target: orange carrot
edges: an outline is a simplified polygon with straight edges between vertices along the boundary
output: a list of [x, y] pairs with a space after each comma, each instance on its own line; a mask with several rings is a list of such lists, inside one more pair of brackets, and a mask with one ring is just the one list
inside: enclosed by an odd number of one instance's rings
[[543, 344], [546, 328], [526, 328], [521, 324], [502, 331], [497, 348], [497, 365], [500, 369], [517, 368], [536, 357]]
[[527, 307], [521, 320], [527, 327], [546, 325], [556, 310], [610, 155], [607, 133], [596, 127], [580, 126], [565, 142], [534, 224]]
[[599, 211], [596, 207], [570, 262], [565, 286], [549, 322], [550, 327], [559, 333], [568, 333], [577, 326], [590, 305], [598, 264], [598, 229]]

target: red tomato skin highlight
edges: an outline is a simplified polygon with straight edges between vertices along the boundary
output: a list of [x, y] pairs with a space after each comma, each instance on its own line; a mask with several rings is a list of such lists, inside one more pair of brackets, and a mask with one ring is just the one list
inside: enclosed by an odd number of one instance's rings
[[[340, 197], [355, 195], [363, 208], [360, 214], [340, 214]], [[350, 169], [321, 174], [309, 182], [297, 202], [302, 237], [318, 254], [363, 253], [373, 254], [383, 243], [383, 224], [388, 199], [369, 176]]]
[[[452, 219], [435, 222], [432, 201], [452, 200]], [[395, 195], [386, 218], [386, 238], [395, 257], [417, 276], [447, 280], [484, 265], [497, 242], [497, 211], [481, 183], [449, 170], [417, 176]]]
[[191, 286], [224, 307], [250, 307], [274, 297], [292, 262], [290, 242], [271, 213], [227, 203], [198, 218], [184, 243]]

Task brief — Copy out, unchanged, the stretch of rows from the line containing "target: red tomato skin highlight" through the line containing "170], [417, 176]]]", including both of those lines.

Task result —
target: red tomato skin highlight
edges: an outline is a simplified polygon with straight edges between vertices along the boundary
output: a list of [x, y] pairs with a space after each comma, each instance on its own line; a mask with several rings is a list of such lists, inside one more pair of brackets, and a mask with one ring is just the one list
inside: enclosed by an odd number of one instance's rings
[[[340, 197], [355, 195], [363, 208], [360, 214], [340, 214]], [[350, 169], [321, 174], [309, 182], [297, 202], [302, 237], [318, 254], [363, 253], [373, 254], [383, 243], [383, 224], [388, 199], [369, 176]]]
[[[452, 219], [435, 222], [432, 201], [452, 200]], [[395, 195], [386, 218], [386, 238], [395, 257], [417, 276], [447, 280], [484, 265], [497, 242], [497, 211], [481, 183], [449, 170], [417, 176]]]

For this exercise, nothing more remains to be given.